Task ▸ Once the line holding "Q: For every instance of the tree line" is found in the listing below, write it out and each later line exactly, up to and including the one holding "Q: For every instance of the tree in".

Data provided ▸
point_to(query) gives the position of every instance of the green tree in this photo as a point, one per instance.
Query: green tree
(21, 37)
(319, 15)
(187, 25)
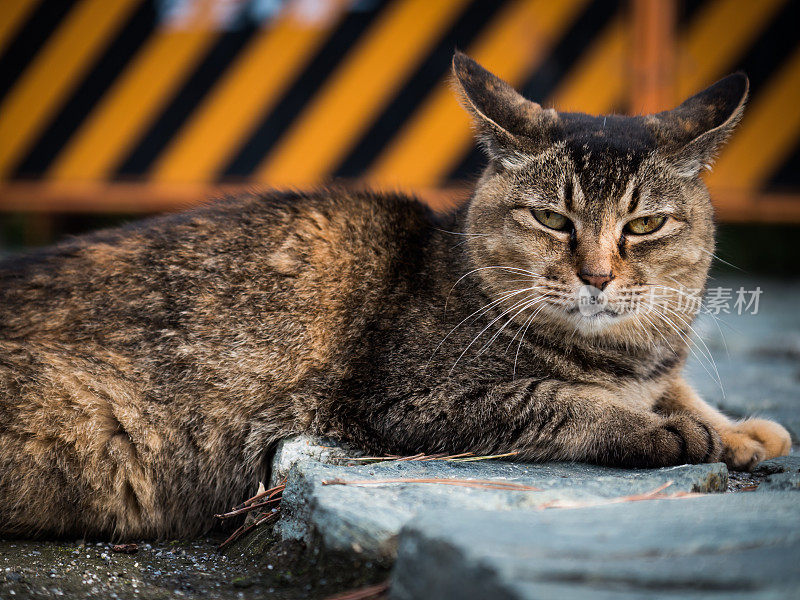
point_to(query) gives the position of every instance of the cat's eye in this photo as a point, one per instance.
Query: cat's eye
--
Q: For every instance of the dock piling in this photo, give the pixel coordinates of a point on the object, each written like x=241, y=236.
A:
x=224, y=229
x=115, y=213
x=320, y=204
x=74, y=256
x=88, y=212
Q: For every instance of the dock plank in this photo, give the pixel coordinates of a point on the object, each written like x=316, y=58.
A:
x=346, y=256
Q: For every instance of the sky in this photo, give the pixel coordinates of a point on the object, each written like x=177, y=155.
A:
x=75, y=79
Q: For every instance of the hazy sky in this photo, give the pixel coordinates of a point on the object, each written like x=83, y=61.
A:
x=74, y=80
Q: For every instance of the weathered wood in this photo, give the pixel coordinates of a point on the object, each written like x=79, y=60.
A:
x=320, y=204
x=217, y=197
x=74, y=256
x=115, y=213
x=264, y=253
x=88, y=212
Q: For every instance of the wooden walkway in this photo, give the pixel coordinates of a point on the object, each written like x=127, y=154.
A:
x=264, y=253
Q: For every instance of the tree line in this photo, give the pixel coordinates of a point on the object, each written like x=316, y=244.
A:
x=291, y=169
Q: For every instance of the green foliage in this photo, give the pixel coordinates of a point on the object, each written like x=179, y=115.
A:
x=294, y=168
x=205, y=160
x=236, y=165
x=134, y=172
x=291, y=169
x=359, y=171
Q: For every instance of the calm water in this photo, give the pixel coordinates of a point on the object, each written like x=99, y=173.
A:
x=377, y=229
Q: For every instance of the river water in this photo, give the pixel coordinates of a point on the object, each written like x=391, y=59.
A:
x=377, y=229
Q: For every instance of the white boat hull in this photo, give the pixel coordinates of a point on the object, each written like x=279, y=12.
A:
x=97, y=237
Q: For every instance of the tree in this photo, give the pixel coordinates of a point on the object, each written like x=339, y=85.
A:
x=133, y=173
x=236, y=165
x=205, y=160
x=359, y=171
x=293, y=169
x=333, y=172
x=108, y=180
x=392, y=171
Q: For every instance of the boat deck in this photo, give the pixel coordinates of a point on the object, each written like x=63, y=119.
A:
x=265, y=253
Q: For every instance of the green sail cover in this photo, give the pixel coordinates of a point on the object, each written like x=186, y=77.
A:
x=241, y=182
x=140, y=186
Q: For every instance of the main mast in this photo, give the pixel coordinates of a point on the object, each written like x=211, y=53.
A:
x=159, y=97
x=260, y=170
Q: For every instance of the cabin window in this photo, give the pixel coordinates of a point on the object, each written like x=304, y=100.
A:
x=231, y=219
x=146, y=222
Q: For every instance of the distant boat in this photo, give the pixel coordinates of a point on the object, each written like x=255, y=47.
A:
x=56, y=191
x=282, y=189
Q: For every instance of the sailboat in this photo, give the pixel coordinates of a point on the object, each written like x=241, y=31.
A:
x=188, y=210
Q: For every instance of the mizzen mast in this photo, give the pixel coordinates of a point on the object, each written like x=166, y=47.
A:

Task answer ▸
Q: For every instance of the tree line in this photo, give the pixel coordinates of a point on the object, each written like x=316, y=244.
A:
x=291, y=169
Q: For every instance of the green foliage in this photo, give the pixel coordinates of a point on the object, each written like x=179, y=115.
A:
x=294, y=168
x=205, y=160
x=236, y=165
x=134, y=172
x=291, y=169
x=359, y=171
Q: For every instance of the calm water in this photo, give the pixel coordinates of a point on the object, each written like x=99, y=173.
A:
x=377, y=229
Q: For every instance of the river water in this photo, give the pixel coordinates of a point on the object, each written like x=391, y=59.
A:
x=377, y=229
Q: For every instance of the white boat hull in this photo, give the pixel coordinates of a point on the object, each written like x=279, y=12.
A:
x=97, y=237
Q: For every instance of the tree in this photo, give the pixel coordinates of a point on the object, each written like x=339, y=85.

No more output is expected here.